▸ Information shown
━━━━━━
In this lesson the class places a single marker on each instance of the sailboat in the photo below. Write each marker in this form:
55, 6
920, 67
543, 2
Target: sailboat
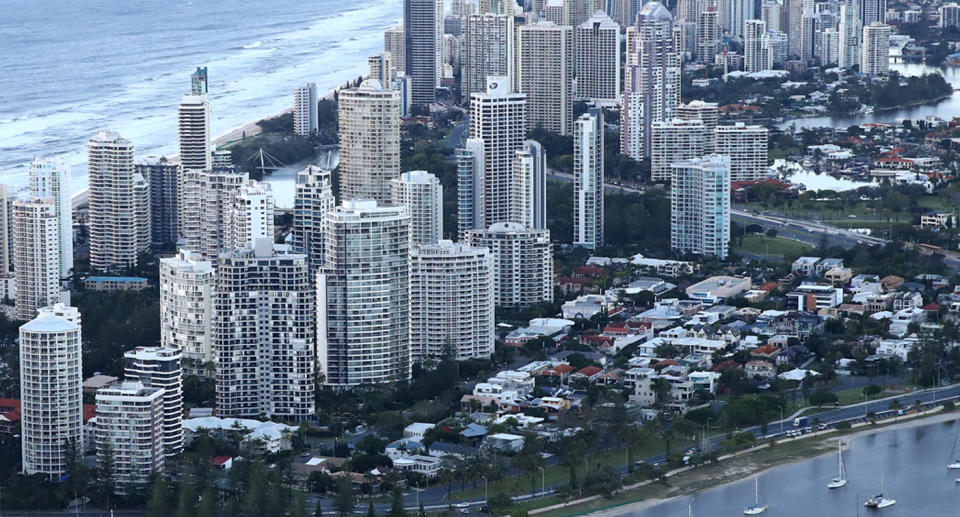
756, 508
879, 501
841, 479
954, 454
━━━━━━
▸ Exercise requirements
Copy the listing above line for line, leaving out the picture.

▸ Task response
In this lesson the class places a single marker on each instance of the sailboat in the photo below. Write each marker in this form:
55, 6
920, 67
543, 2
Target: sailboat
756, 508
879, 501
841, 479
954, 454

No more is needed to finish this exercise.